- _EXERCISE GOAL_:
Set out every line of the entries below as a numbered list, omitting any blank lines. Leave the pictures out of the answer.

- _GIVEN RECORDS_:
==*==

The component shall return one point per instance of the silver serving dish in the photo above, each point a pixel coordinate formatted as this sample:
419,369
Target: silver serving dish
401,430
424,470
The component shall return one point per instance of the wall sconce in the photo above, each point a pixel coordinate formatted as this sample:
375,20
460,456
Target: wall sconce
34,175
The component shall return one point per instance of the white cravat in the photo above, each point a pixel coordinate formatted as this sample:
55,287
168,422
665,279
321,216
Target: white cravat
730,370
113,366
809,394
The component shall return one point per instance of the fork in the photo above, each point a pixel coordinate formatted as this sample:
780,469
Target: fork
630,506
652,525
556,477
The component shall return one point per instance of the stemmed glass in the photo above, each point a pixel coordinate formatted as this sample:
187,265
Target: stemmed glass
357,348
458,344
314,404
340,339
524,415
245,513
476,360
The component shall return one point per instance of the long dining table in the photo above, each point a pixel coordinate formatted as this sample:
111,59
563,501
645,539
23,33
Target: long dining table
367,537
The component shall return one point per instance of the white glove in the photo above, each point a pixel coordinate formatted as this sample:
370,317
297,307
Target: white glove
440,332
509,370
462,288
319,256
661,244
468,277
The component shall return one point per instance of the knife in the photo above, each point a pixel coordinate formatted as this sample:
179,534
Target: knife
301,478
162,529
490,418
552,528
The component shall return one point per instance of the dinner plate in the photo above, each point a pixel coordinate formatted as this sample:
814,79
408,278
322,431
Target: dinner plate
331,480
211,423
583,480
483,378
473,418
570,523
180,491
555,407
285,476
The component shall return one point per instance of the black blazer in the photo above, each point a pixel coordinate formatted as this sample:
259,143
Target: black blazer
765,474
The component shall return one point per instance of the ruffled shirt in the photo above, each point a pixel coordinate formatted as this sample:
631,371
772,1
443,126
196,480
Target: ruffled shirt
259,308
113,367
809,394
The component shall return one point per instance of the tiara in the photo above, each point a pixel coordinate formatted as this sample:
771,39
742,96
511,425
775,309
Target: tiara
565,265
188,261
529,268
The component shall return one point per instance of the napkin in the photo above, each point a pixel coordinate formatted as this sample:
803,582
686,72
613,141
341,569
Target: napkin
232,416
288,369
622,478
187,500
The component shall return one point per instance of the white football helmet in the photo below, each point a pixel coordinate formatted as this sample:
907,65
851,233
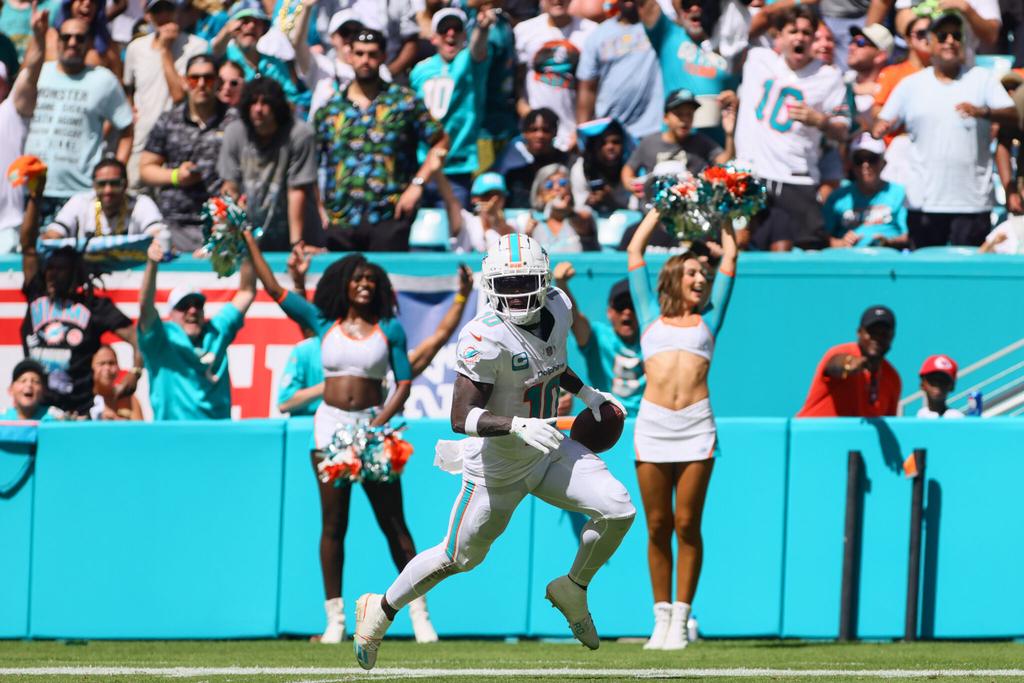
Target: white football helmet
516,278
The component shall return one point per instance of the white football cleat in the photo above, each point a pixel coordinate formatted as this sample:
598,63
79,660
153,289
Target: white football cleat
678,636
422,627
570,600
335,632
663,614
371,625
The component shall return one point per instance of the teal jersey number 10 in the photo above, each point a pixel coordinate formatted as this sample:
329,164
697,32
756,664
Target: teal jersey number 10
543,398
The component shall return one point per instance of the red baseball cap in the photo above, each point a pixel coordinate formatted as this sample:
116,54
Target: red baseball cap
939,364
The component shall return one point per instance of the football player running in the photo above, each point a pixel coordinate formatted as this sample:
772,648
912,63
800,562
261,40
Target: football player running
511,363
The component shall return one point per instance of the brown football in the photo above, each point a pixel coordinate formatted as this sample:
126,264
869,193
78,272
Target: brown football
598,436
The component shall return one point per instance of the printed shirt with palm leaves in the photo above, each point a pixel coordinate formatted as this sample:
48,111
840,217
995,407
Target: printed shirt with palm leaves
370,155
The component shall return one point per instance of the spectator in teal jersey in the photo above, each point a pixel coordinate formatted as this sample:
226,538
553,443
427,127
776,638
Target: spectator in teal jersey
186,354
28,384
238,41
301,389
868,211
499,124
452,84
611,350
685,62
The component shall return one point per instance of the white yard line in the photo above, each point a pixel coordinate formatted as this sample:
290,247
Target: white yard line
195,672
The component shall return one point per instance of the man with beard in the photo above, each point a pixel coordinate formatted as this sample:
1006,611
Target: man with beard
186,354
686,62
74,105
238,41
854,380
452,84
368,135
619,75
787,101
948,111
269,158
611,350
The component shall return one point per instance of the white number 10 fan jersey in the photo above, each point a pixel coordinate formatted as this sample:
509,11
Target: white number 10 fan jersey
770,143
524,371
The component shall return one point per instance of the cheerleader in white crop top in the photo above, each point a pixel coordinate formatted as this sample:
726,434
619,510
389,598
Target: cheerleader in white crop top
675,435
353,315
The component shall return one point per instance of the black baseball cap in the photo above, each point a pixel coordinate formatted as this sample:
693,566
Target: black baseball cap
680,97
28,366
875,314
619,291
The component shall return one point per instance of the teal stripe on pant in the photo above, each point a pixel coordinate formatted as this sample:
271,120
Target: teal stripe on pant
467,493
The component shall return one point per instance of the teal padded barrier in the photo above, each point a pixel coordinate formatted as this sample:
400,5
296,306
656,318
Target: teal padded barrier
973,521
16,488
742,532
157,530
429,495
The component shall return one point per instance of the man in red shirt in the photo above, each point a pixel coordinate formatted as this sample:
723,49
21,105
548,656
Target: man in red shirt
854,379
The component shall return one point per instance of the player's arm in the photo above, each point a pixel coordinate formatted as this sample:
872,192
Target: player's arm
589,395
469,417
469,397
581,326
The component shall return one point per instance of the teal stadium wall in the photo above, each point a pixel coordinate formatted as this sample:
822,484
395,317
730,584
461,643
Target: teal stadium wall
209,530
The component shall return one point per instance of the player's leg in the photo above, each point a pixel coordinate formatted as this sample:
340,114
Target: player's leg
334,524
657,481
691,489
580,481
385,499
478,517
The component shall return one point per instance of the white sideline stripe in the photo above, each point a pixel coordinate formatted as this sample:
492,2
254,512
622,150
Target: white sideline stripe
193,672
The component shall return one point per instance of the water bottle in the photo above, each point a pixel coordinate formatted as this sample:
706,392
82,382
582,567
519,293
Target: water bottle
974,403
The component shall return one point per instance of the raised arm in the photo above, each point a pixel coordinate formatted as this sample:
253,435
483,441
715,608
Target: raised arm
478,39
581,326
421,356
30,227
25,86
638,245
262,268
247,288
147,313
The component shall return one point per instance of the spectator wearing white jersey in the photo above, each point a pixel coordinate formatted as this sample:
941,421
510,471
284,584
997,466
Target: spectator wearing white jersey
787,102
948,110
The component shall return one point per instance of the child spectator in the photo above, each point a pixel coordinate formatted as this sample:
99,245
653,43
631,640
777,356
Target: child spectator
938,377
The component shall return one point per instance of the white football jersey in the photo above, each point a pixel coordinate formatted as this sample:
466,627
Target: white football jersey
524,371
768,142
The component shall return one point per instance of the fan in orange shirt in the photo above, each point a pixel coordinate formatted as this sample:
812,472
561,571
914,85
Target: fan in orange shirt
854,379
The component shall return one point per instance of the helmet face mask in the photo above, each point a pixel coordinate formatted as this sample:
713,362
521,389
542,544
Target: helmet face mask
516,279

==*==

- _COMPLETE OUTPUT_:
1. The component shall return one point per instance of the silver serving dish in the photo above, each point a pixel coordinate formatted as this sample:
2. 419,369
3. Target: silver serving dish
4. 401,430
5. 424,470
6. The component shall return one point per instance of the wall sconce in the photo above, each point a pixel coordinate formatted as this sample:
7. 375,20
8. 460,456
9. Target: wall sconce
10. 34,175
11. The component shall return one point per instance of the white cravat in the photo above, each point a pixel coordinate formatted as this sample:
12. 55,287
13. 168,422
14. 665,279
15. 321,216
16. Target: white cravat
17. 730,370
18. 113,366
19. 809,394
20. The component shall return one point per instance of the fork in the photo above, each point a pixel coordinate formatted as this sample:
21. 780,469
22. Target: fork
23. 630,506
24. 652,525
25. 556,477
26. The component shall return one point per instance of the stemmed glass in the photo above, each point a pixel coordinate formatted as this sample:
27. 187,265
28. Target: stemmed glass
29. 357,348
30. 458,344
31. 314,404
32. 340,339
33. 524,415
34. 245,513
35. 476,360
36. The component shall return one point per instance of the long dining table in the photo above, each point a pixel coordinate formatted as this sample:
37. 111,59
38. 563,501
39. 645,539
40. 23,33
41. Target: long dining table
42. 367,537
43. The component shall return one point per instance of the white glove in the photo above, each point a pixel coordinate formatted as this sample:
44. 370,317
45. 297,307
46. Target: white glove
47. 440,332
48. 509,370
49. 462,288
50. 319,256
51. 661,244
52. 468,277
53. The component shall return one point per instance of the knife in the photo above, each point a pixel coordinate formatted as this sample:
54. 179,534
55. Target: knife
56. 301,478
57. 162,529
58. 490,418
59. 552,528
60. The component shall return one point per instance of the dinner plate in the photo above, each point a pixel coordinate formatted as this sample:
61. 814,79
62. 408,278
63. 322,431
64. Target: dinner plate
65. 331,480
66. 211,423
67. 583,480
68. 483,378
69. 473,418
70. 570,523
71. 180,491
72. 555,407
73. 285,476
74. The component shall return one point per instance of the black blazer in the photo above, each point a pixel coordinate formatted as this sample:
75. 259,143
76. Target: black blazer
77. 765,474
78. The component shall return one point per instance of the ruffled shirt in the photo above, each point a pixel coordinate formatted as this sample:
79. 631,371
80. 772,1
81. 443,126
82. 196,480
83. Target: ruffled shirt
84. 259,308
85. 113,367
86. 809,394
87. The component shall return one point per instance of the tiara in the photo above, each point a pixel coordinate formatted as this sample:
88. 771,39
89. 742,96
90. 511,425
91. 775,309
92. Target: tiara
93. 565,265
94. 188,261
95. 529,268
96. The component shall return one point per instance of the napkin in the photo above, each point a pixel coordinate formatted as this sample:
97. 803,582
98. 686,72
99. 613,141
100. 341,569
101. Target: napkin
102. 232,416
103. 288,369
104. 622,478
105. 187,500
106. The component shall return one point per instance of the white football helmet in the photo below, each point a pixel coordinate formatted as this sample:
107. 907,65
108. 851,233
109. Target: white football helmet
110. 516,278
111. The component shall return one point per instance of the white football cleat in the photo above, each point a pixel coordinate formatted as this sample:
112. 598,63
113. 79,660
114. 153,289
115. Target: white football cleat
116. 678,636
117. 422,627
118. 570,600
119. 335,632
120. 663,614
121. 371,625
122. The component shall return one point per instance of the teal jersey number 10 in the photo above, each point a pixel coordinate formatted as this sample:
123. 329,164
124. 697,32
125. 756,664
126. Target: teal jersey number 10
127. 543,398
128. The component shall return one point per instance of the red baseball cap in the photo above, each point a pixel coordinate formatted as this sample:
129. 116,54
130. Target: red baseball cap
131. 939,364
132. The component shall return one point per instance of the football player running in the photo above, each point a pixel coordinate formatted as this sample:
133. 772,648
134. 912,63
135. 800,562
136. 261,40
137. Target: football player running
138. 511,363
139. The component shall return one point per instance of the brown football in the photo above, each point a pixel coordinate formatted as this sample:
140. 126,264
141. 869,193
142. 78,272
143. Target: brown football
144. 598,436
145. The component shall return one point per instance of the printed shirt with palm leaves in the photo above, each point a pixel coordinate formatted as this sample:
146. 48,111
147. 840,217
148. 995,407
149. Target: printed shirt with palm leaves
150. 370,155
151. The component shall return one point per instance of the spectator in teal jersey in the photo above, each point a pixel coordinate formatted as this sample:
152. 226,538
153. 553,443
154. 427,127
155. 776,638
156. Target: spectator in teal jersey
157. 186,354
158. 28,384
159. 238,41
160. 301,389
161. 868,211
162. 499,124
163. 452,84
164. 611,350
165. 685,62
166. The component shall return one point per instance of the white yard line in the photo above, each point a pixel coordinate formatted as this sample:
167. 290,247
168. Target: white yard line
169. 195,672
170. The component shall return one point per instance of the man with beard in the photo above, each point a pixel coordinate formatted as this sample:
171. 1006,611
172. Target: man with beard
173. 186,354
174. 686,62
175. 74,105
176. 238,41
177. 854,380
178. 452,84
179. 368,135
180. 619,75
181. 787,101
182. 948,111
183. 269,158
184. 611,350
185. The component shall return one point per instance of the white number 10 fan jersey in the photo above, each point a pixel coordinate formatted as this sample:
186. 509,11
187. Target: white number 10 fan jersey
188. 770,143
189. 524,371
190. The component shall return one point per instance of the cheerleader in white crop top in the photo above, each point a pixel coordinate formatted as this sample:
191. 726,434
192. 619,510
193. 389,598
194. Target: cheerleader in white crop top
195. 675,435
196. 353,315
197. The component shall return one point per instance of the black baseball cap in the photo above, each point a pixel coordinate formatted as this sample:
198. 693,566
199. Target: black baseball cap
200. 680,97
201. 28,366
202. 875,314
203. 619,291
204. The component shall return one point per instance of the teal stripe on pant in the photo above, each point a pixel coordinate formatted as this sample:
205. 271,120
206. Target: teal stripe on pant
207. 467,493
208. The component shall return one point per instance of the teal padded barrier in the photo above, each point a pixel coordinate formatted as this sample:
209. 400,5
210. 296,306
211. 656,318
212. Target: teal padded barrier
213. 973,521
214. 16,488
215. 742,532
216. 157,530
217. 429,495
218. The component shall return one point per instance of the man in red shirt in the photo above, each point a pixel coordinate formatted as this sample:
219. 723,49
220. 21,105
221. 548,656
222. Target: man in red shirt
223. 854,379
224. The component shall return one point per instance of the player's arm in the photo above, each point a pixel coordinate formatted as this sample:
225. 872,192
226. Target: player's arm
227. 589,395
228. 469,417
229. 469,397
230. 581,326
231. The component shall return one point per instance of the teal stadium wall in the photo above, each point a pixel coordinate formatted as this sample:
232. 822,484
233. 395,317
234. 730,584
235. 461,643
236. Target: teal stadium wall
237. 209,530
238. The component shall return one point per instance of the player's leg in the photo above, each point a pixel coordinate formatted as this sample:
239. 340,114
240. Target: player's leg
241. 334,524
242. 657,481
243. 691,489
244. 580,481
245. 385,499
246. 478,517
247. The component shall return one point per instance of the white sideline stripe in the photo above, each point a pixel coordinate formatted as this sample:
248. 492,2
249. 254,512
250. 622,150
251. Target: white sideline stripe
252. 193,672
253. The component shall return one point per instance of the water bottle in the photo above, each point a pixel coordinate formatted as this sample:
254. 706,392
255. 82,382
256. 582,567
257. 519,293
258. Target: water bottle
259. 974,403
260. The component shall return one point per instance of the raised arm in the photo above, each point a pixel coordinate formatted as this sample:
261. 253,435
262. 483,441
263. 715,608
264. Target: raised arm
265. 478,39
266. 581,326
267. 421,356
268. 30,227
269. 25,86
270. 638,245
271. 262,268
272. 247,288
273. 147,313
274. The component shall return one point per instance of the spectator wearing white jersey in the photo above, each point a pixel coordinate formatted as this sample:
275. 941,421
276. 510,471
277. 284,584
278. 997,466
279. Target: spectator wearing white jersey
280. 787,102
281. 948,110
282. The component shall return one point per instance of the child spectator in the photo above, each point a pixel coordinate formatted as this sample:
283. 99,245
284. 653,43
285. 631,640
286. 777,356
287. Target: child spectator
288. 938,377
289. The component shall return one point per instance of the white football jersey in the photo above, each point a pixel coordinate formatted as this sample:
290. 466,627
291. Target: white football jersey
292. 524,371
293. 768,142
294. The component shall return one point per instance of the fan in orange shirt in the photo above, each point a pixel coordinate formatted as this sample:
295. 812,472
296. 561,571
297. 914,85
298. Target: fan in orange shirt
299. 854,379
300. The component shall return one point per instance of the helmet face mask in the photo above, each point a pixel coordinate formatted as this sample:
301. 713,362
302. 521,389
303. 542,544
304. Target: helmet face mask
305. 516,279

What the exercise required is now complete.